[Work order]:
In your copy, the records appear word for word and the pictures do not appear at all.

START Material to process

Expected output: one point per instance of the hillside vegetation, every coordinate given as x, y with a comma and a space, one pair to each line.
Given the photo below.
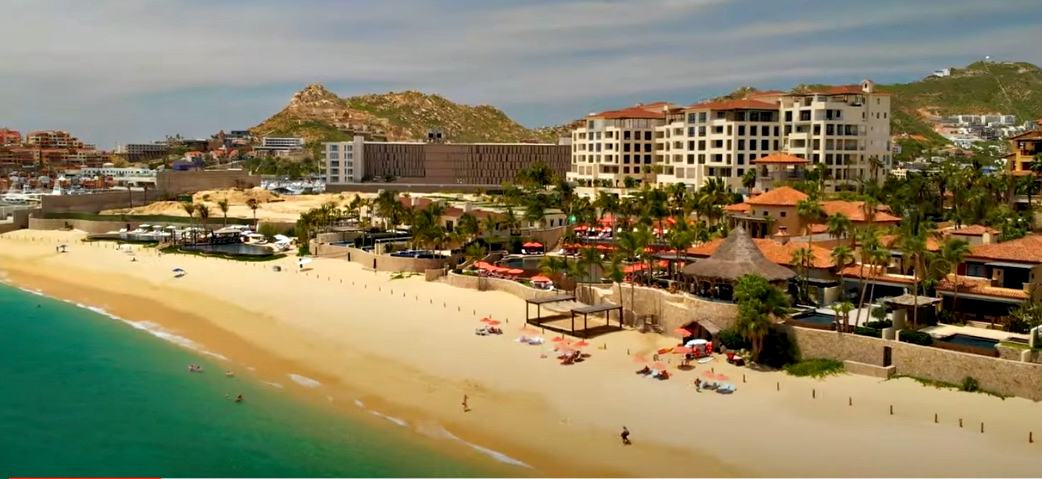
317, 115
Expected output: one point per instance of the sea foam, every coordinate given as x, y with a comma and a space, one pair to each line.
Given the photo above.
304, 381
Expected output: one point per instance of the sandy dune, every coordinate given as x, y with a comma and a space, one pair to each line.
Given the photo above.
406, 347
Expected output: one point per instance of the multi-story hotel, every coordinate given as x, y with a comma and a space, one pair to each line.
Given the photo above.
847, 128
615, 145
717, 140
437, 162
9, 137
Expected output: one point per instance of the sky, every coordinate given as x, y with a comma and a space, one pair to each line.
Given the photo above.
129, 71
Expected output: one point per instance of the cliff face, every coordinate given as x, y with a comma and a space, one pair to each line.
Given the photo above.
317, 115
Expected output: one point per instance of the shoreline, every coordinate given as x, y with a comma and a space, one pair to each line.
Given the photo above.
414, 359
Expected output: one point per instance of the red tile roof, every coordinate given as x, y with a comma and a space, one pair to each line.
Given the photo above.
734, 104
974, 285
856, 211
973, 230
631, 112
779, 158
738, 207
1027, 249
773, 251
784, 196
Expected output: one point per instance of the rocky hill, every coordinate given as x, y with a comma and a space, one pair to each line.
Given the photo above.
317, 115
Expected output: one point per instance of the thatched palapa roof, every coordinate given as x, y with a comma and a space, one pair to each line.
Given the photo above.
736, 257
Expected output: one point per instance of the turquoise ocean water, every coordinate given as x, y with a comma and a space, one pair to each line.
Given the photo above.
84, 395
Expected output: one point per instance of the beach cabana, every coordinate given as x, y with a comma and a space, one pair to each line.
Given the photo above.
737, 256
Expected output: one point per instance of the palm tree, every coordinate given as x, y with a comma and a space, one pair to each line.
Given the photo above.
839, 226
953, 252
758, 301
253, 204
223, 205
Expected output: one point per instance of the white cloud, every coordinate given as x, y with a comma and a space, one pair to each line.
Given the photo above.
87, 54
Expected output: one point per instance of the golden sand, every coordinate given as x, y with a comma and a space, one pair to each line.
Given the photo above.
406, 348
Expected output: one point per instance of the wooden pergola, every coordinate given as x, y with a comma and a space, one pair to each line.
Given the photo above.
587, 310
539, 302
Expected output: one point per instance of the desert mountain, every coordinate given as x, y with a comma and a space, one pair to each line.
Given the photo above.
317, 115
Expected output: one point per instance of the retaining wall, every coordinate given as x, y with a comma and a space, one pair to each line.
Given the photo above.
1003, 376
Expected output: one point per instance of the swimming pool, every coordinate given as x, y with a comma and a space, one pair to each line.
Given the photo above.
973, 342
816, 318
233, 249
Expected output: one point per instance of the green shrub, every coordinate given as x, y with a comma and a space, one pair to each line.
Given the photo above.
778, 350
884, 324
868, 332
732, 339
915, 337
815, 368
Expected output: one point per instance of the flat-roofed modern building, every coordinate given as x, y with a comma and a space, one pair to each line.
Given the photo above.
436, 162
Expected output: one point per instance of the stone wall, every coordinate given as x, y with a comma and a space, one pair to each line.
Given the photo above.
92, 227
672, 310
505, 285
170, 183
379, 261
1003, 376
96, 202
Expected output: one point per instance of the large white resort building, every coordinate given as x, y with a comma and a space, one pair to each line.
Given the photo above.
845, 128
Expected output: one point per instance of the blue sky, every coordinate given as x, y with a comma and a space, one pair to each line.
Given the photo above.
137, 70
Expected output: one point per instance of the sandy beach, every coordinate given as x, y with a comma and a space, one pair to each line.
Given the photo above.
406, 348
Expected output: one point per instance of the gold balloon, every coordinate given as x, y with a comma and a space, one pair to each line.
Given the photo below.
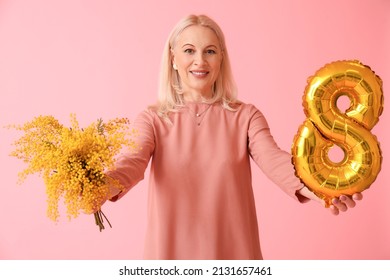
326, 125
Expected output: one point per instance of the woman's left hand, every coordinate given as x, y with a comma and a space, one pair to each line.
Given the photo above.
341, 204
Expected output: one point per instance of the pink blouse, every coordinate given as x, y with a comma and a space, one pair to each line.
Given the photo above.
201, 203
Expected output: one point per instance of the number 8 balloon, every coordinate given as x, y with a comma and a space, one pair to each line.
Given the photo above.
326, 125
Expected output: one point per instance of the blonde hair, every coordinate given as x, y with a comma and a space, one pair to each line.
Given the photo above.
169, 97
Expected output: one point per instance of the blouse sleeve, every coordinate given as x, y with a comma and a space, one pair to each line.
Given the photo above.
274, 162
130, 167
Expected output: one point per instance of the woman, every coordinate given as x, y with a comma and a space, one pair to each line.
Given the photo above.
200, 139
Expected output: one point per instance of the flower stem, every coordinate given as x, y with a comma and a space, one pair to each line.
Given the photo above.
99, 220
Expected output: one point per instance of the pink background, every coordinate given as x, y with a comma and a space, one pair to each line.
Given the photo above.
101, 59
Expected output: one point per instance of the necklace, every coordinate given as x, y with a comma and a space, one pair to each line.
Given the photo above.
199, 116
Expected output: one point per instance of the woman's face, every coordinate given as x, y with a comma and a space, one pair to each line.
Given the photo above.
198, 56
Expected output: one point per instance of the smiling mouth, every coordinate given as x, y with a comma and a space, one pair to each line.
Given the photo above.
199, 73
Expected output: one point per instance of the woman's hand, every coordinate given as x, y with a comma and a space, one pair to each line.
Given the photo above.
341, 204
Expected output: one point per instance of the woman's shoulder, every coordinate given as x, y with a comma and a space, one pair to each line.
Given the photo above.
244, 106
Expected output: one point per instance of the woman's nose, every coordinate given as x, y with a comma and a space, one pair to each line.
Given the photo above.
199, 59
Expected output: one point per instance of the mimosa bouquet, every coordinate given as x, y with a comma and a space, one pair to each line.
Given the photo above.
73, 161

END Material to process

[Answer to this problem]:
Expected output: one point per instance of the hillside vegetation, every coordinate given as x, y with a comma and a space, one pair to each line.
Given the photo below.
317, 115
Expected output: one point per instance of the sea foam, every coordinate given as x, y with a comma and a space, one pair to each line.
Given the photo above.
304, 381
Expected output: one point per instance of the sandy dune, every coordinate given as x, y with a comma and a space, one pair to each line.
Given the photo above.
406, 347
Expected output: one point per instance of the multi-story hotel, every coordinate given as x, y with a comma and a space, one pair to each line.
Given the photo above.
847, 128
615, 145
717, 140
437, 162
9, 137
Expected output: one point per instance of the sky, every coordinate given as x, y with a comma and a space, one pair to each line.
Given the photo above.
129, 71
Expected output: one point per instance of the cliff face, every coordinate given as x, y with a comma and a space, one pair to each line.
Given the photo above.
317, 115
Expected output: one point per instance of the shoreline, every coordinate given as x, y with a comma and a space, one pair to each line.
Given the photo above.
414, 359
Expected output: one point per instance of the red tile roof, every coordinate given as x, y with a comma and a space, one pair to each line.
Given the photo above.
734, 104
974, 285
856, 211
973, 230
631, 112
779, 158
738, 207
1027, 249
773, 251
784, 196
Expected output: one point per instance of the rocky hill, every coordinate given as x, y with a comma and a space, one pair to each line.
Given the photo above.
317, 115
Expected output: one point per instance of the thatched palapa roof, every coordinate given as x, y with a comma and a space, one pair to each line.
Given the photo above.
736, 257
Expected output: one point per instance of the turquoise ocean water, every coordinate given as x, y with a comma and a space, one pair to each line.
Given the photo above.
84, 395
Expected output: one point per instance of the beach cabana, every coordinate given as x, y with a comma and a space, one pair to each line.
Given the photo above.
737, 256
Expected output: one point per instance of the palm tree, every coordinate given as x, y with a comma and a space, one pair to each line.
Given the photo above.
839, 226
953, 252
758, 301
253, 204
223, 205
Expected output: one point per instance of the white cloud, every coordinate given as x, y with a comma and a space, one pair to each line.
Given the photo above.
87, 54
Expected output: one point per instance of the golden sand, every coordinate given as x, y with a comma and a space, one pair to each line.
Given the photo above.
406, 348
Expected output: one point per instance of the wooden pergola, every coordinate given as x, y with a comma and a space, one pair to each line.
Given the photo above.
587, 310
539, 302
Expected output: one point per instance of the desert mountain, every coordinate given as x, y with a comma and a space, one pair to each line.
Given the photo above.
317, 115
Expected output: one point per instance of the retaining wall, every coordinate given as x, y with a comma and a space, one pair to each line.
Given the photo above.
1003, 376
Expected output: one point per instance of the swimming pool, every coordinate given as x, y with a comma and a space, one pair to each line.
Given the photo above.
973, 342
816, 318
233, 249
Expected output: one point per instance of the green shrub, every coordinate given as x, y with a comma and a space, one pair to each line.
Given the photo above.
778, 350
884, 324
868, 332
732, 339
915, 337
815, 368
Expected output: one point per instance of the flat-roofed modern building, every coordinate given as x, y with a comma and a space, one pair to each line.
Given the photo above.
436, 162
Expected output: one point per instance of the stone wall, every coordinate given as x, y with a comma and a space, one pair to each line.
Given the photo above.
92, 227
672, 310
505, 285
170, 183
379, 261
1003, 376
96, 202
Expected output: one point per instance of the large white resort building, every coordinate given as x, y with a comma and a space, one pair to each line.
Given the photo above.
845, 128
Expected output: one point per instance of the blue sky, every coordinate given as x, y with a comma and a space, one pair to each line.
Given the photo above.
137, 70
Expected output: one point per instance of the sandy beach, every coordinate given as x, y with a comma and a space, one pair to each line.
Given the photo above.
406, 348
Expected output: one point per instance of the gold balloon, every coordinate given as x, y with a comma and a space, one pair to each line.
Given the photo below.
326, 125
Expected output: one point per instance of the woman's left hand, every coordinate given as x, y with a comma and a space, one pair to each line.
Given the photo above.
341, 204
Expected output: one point per instance of the pink blouse, every coordinate given as x, y with a comma and a space, one pair to each line.
Given the photo above.
201, 203
Expected output: one point per instance of the number 8 balloon, every coordinate given as x, y with a comma and a space, one pair to each line.
Given the photo above.
326, 125
Expected output: one point per instance of the blonde hair, every coordinate given as x, y with a comma and a space, one pair to each line.
Given the photo above.
169, 97
Expected output: one point per instance of the blouse sleeve, every coordinate given as x, y with a comma and a space, one pair to each line.
Given the photo above.
274, 162
130, 167
Expected output: one point per instance of the woman, every coordinate given as x, y with a comma and a space, one pair to each line.
Given the photo above.
200, 139
Expected output: one point per instance of the flower stem, every coordinate given as x, y with a comma and a space, one pair to each line.
Given the photo above.
99, 220
Expected output: one point per instance of the pink background, every coordinate given as x, y with a comma and a space, one pair to each line.
Given the photo above.
101, 59
Expected output: one point per instance of the necklace, every coordinate given as x, y with a comma and a space, one pair to each line.
Given the photo above.
199, 116
Expected output: one point per instance of the woman's face, every coordinate given as x, y with a comma and a space, one pair to each line.
Given the photo above.
198, 56
Expected output: one point per instance of the smiling mouth, every coordinate given as x, y with a comma and a space, one pair to each line.
Given the photo above.
199, 73
Expected output: one point per instance of the woman's hand, every coordinate given as x, y with a comma and a space, one pair to each line.
Given the photo above.
341, 204
Expected output: one point per instance of the woman's shoulder, every coordinate given as x, y with a comma and a space, one pair to each line.
Given the photo above.
244, 106
Expected output: one point per instance of the woman's nose, every coordinate given as x, y with a comma and a space, one pair to each line.
Given the photo above.
199, 59
Expected output: one point per instance of the mimosa bouquet, every coordinate given as x, y with a comma and a space, one pair to each line.
Given the photo above.
73, 161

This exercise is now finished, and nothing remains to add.